● Recorded information:

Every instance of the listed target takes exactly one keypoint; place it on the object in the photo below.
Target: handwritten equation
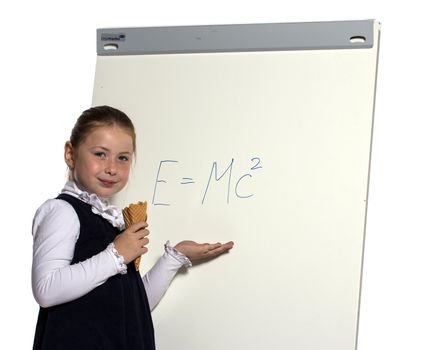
(217, 174)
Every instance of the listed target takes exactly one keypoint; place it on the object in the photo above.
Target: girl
(83, 274)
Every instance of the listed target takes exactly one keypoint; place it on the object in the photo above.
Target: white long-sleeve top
(56, 229)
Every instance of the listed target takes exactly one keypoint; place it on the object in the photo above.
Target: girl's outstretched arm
(159, 277)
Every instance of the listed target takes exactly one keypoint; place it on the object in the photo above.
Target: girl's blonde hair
(96, 117)
(99, 116)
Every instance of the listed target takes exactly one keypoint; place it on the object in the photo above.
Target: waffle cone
(132, 214)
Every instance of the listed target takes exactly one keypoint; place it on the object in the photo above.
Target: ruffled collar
(99, 206)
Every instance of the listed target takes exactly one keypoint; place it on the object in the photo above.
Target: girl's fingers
(137, 226)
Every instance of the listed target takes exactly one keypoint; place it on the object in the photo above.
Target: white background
(48, 53)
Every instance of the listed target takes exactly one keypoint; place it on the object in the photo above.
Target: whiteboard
(260, 134)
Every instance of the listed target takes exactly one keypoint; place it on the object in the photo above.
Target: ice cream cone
(132, 214)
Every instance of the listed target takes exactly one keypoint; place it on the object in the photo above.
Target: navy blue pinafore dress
(113, 316)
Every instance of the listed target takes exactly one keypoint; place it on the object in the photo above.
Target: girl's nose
(110, 168)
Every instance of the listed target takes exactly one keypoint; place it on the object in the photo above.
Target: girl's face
(101, 163)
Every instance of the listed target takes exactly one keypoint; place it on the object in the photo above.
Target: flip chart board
(260, 134)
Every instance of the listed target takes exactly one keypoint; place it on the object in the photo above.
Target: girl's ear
(69, 155)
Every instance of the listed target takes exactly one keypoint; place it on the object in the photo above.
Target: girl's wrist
(119, 260)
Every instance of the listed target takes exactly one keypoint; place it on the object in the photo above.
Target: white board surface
(270, 149)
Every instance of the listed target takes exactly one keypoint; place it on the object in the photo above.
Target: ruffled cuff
(180, 257)
(120, 262)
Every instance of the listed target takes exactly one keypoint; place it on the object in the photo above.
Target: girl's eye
(124, 158)
(100, 155)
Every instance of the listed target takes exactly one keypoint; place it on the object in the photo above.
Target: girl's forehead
(110, 137)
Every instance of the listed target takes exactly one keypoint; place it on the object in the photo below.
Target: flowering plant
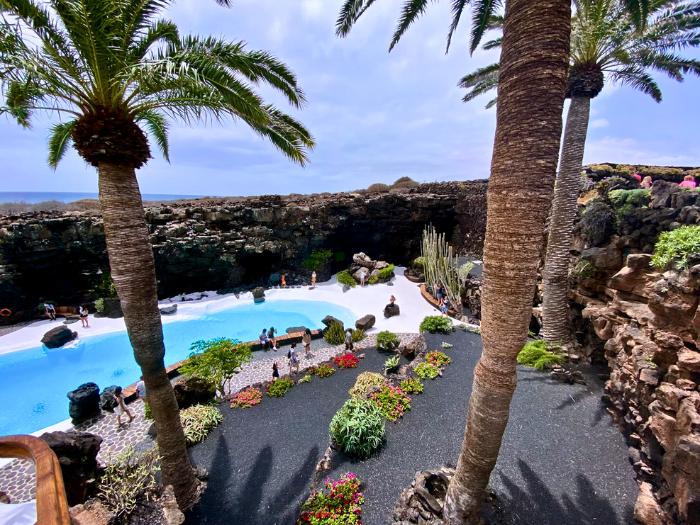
(391, 401)
(347, 360)
(246, 398)
(439, 359)
(338, 503)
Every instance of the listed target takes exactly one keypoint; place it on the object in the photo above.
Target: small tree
(216, 361)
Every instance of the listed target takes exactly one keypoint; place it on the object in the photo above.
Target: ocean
(33, 197)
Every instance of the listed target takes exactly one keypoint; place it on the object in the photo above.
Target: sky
(375, 116)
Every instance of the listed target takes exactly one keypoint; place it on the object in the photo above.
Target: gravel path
(562, 459)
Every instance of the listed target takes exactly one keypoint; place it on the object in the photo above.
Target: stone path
(17, 478)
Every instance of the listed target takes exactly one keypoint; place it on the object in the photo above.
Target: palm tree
(110, 69)
(604, 43)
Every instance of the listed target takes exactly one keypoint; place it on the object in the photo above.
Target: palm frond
(157, 126)
(59, 141)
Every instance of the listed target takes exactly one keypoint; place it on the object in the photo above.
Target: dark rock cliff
(233, 242)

● Task item: Output every entry exactly, leaving out pictures.

● Problem solution:
Every instance of the listed target takes exactly one keypoint; place it on the object in the photo below.
Target: handwritten equation
(217, 174)
Every instance of the listed target takes exactly one keypoint; place it on the object in the photo above.
Target: girl
(83, 274)
Every instance of the listed target takes exactly one keypoint; place it on the object in the photo above.
Target: white long-sleeve top
(56, 229)
Every instance of the listed target takes exactly one keypoint; place it on the object in the photo above.
Target: girl's outstretched arm
(159, 277)
Every instance of the listed target takes exactly one keypoint; place it on the object in the photo above.
Target: girl's blonde hair
(96, 117)
(99, 116)
Every instance of the listed target takes exactly one keypoint; place it on the object in the photo above.
Target: waffle cone
(132, 214)
Every instance of the listed target takes exactly one keypoint; place it on the object in the photo above.
Target: ruffled collar
(99, 206)
Every instance of the listed target takes exactly one keypoint; place it on the object in the photo above.
Target: girl's fingers
(137, 226)
Every instance of the listed target takes exactly one keypoint; place it on the object in the photo above.
Target: white background
(48, 53)
Every instance of the listed target takes exactly one keypoint; place it on the object in the photo above.
Target: whiteboard
(260, 134)
Every instance of the listed target takes exactly one keypoint; place it on the object in the photo above.
Target: ice cream cone
(132, 214)
Every instance of the listed target takes exactly one keypoint; place it on the object in the photo above.
Target: navy blue pinafore dress
(113, 316)
Every instance of the listed target takes exactly one keypoint; place it on the object in the photo above.
Target: girl's nose
(110, 168)
Every instance of the listed target takes exactly one keypoint; place it on the object in the photo above.
Target: girl's face
(101, 163)
Every instance of the listed target takes exactly one keypoint; place it on the object in the photo above.
Target: flip chart board
(260, 134)
Every instance of the listed target takes exactly one keypoint; place it on the object in the photo above.
Target: girl's ear
(69, 155)
Every instance of the listed target takes exactly one keypoint; place it on the object in the photo above.
Target: girl's wrist
(119, 260)
Every instance of the listed target takes exactly one keypoint; place it on the object in the photo above.
Target: white board surface
(270, 149)
Every instance of the listed target takes exactly one keypoint; place it on the object in the photo above.
Target: ruffled cuff
(180, 257)
(120, 262)
Every instance of the listed target takes exactly one keypoint; place it on the object in the photo above.
Target: girl's eye
(124, 158)
(100, 155)
Every instance of the listed target takes exactly one keypoint; place it on the object in the photo above.
Target: girl's forehead
(110, 137)
Every instance of the listed target takes exactly one keypoint; place it on the object in the photo below.
Target: flowering plant
(391, 401)
(347, 360)
(246, 398)
(439, 359)
(338, 503)
Every instance of the listed target takes exactly one keypoint; place it on the object in the photo above.
Target: small tree
(216, 361)
Every instance of the listed target takes exactly one keypoint; place it on the object in the photo above.
Target: ocean
(33, 197)
Every instance of the listed target takes exactly one keypoint; place it on the object in the photo above.
Target: sky
(375, 116)
Every instance of the listed target takes exactly one keypoint; place it on the object in the photo above.
Target: gravel path
(562, 459)
Every instance of the listed target takes exactly one keypoint; place it on the object in the photo above.
Target: stone path
(17, 478)
Every instance of the listed target takes exactly one keypoint; place it on the object in the photo above.
Target: palm tree
(110, 69)
(604, 43)
Every instance of the listed target takes exactly one keypoint; place it on the object in the photo above.
Target: palm frond
(157, 126)
(59, 141)
Every instance of the listed target takes exactly one keypoint; place it on the object in the photo above.
Target: dark rock cliff
(233, 242)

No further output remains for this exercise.